(Source data)
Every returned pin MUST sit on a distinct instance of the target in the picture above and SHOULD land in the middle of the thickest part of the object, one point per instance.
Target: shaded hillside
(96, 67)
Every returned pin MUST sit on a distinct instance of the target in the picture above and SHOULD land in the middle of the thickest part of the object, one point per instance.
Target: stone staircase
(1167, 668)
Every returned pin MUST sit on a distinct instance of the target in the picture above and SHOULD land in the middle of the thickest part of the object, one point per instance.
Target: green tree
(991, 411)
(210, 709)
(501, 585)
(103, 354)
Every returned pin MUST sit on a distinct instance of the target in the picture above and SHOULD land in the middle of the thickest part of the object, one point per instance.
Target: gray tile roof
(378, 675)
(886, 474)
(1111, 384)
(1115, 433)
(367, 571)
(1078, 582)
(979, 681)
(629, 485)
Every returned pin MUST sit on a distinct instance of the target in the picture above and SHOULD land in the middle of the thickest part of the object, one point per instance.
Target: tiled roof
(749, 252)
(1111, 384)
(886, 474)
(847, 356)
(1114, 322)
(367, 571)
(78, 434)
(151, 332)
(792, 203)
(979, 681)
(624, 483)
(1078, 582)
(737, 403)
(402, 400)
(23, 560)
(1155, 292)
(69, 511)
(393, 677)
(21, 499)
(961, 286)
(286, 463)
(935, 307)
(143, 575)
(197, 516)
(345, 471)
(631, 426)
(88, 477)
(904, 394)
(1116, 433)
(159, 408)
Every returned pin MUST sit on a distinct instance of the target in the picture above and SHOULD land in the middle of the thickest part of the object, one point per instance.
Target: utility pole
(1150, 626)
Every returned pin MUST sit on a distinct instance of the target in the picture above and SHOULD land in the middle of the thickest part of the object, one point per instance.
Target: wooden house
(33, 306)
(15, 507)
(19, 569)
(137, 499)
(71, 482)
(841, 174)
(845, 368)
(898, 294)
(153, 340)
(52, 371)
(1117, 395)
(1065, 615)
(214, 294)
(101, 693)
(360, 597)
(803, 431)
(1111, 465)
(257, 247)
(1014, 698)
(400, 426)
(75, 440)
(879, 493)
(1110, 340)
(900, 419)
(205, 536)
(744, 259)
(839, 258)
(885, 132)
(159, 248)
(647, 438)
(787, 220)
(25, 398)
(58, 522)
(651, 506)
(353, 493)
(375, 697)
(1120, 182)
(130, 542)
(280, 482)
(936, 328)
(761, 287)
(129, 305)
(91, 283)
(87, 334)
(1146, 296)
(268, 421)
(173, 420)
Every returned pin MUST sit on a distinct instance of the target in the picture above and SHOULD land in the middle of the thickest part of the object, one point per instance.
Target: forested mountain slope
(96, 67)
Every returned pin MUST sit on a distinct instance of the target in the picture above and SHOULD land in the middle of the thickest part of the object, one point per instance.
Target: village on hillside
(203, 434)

WHAT YOU SHOULD DO ▸ Your output must be an exact copy of every entry.

COMPLETED EXERCISE ▸
Every returned pin MUST sit on a distinct instance of the target in the picture above and SHOULD land in the middle of the thickest part of the object, one point per instance.
Target: shaded hillside
(96, 67)
Every returned pin MUST sit on a distinct instance of the target in the picture above and SHOULD land in the middle of the thickest part of the object, one point per instance.
Target: stone staircase
(1167, 668)
Every returned pin MUST sit on a distinct instance of the target in the picture above and SHOULD land in the middle of the thickest part of the object, one point per instance.
Target: green tree
(991, 411)
(210, 709)
(501, 585)
(103, 354)
Every returned pin MUST sit on a distinct instance of the target in the picture above and SHOULD land in the middle of the thickest part of the object, one point per instance.
Target: gray tile roof
(378, 675)
(886, 474)
(1111, 384)
(1115, 433)
(367, 571)
(1078, 582)
(979, 681)
(629, 485)
Every returned pin MUST sit on a distinct instance of the target in the picture above and SHOULD land in the middle of the thickest part of the object, one point per instance.
Target: tiled roof
(749, 252)
(1111, 384)
(886, 474)
(847, 356)
(1114, 322)
(367, 571)
(78, 434)
(151, 332)
(792, 203)
(979, 681)
(624, 483)
(1078, 582)
(737, 403)
(402, 400)
(23, 560)
(1155, 292)
(69, 511)
(393, 677)
(21, 499)
(961, 286)
(286, 463)
(935, 307)
(143, 575)
(197, 516)
(345, 471)
(631, 426)
(88, 477)
(904, 394)
(1116, 433)
(159, 408)
Every returned pin MUST sit on a distinct instance of the target in the picture above and SHOULD land in the middle of the thickest part of the object, one point per instance.
Target: utility pole
(1150, 626)
Every returned pin MUST sit on a distinct instance of the target in the picture above and SHOULD land in the middle of the thickest part of the object, one point per instance.
Target: wooden house
(33, 306)
(15, 507)
(19, 569)
(137, 499)
(71, 482)
(841, 174)
(845, 368)
(898, 294)
(153, 340)
(52, 371)
(1117, 395)
(1065, 615)
(214, 294)
(101, 693)
(360, 597)
(803, 431)
(1111, 465)
(257, 247)
(1014, 698)
(400, 426)
(75, 440)
(879, 493)
(1110, 340)
(900, 419)
(205, 536)
(744, 259)
(839, 258)
(885, 132)
(159, 248)
(647, 438)
(787, 220)
(25, 398)
(58, 522)
(651, 506)
(353, 493)
(375, 697)
(1120, 182)
(130, 542)
(280, 482)
(936, 328)
(761, 287)
(129, 305)
(91, 283)
(87, 334)
(1146, 296)
(268, 421)
(173, 420)
Every returned pin MUST sit on a distinct instance of the target in the picture above and SHOULD land in the middle of the thickest part of the object, one point per instance.
Target: forested mountain slope
(96, 67)
Every returned pin MUST sit on a distinct instance of the target in the picture above and SHOULD land in the middle of the thickest part of the object, one point per instance.
Target: village on hillside
(203, 434)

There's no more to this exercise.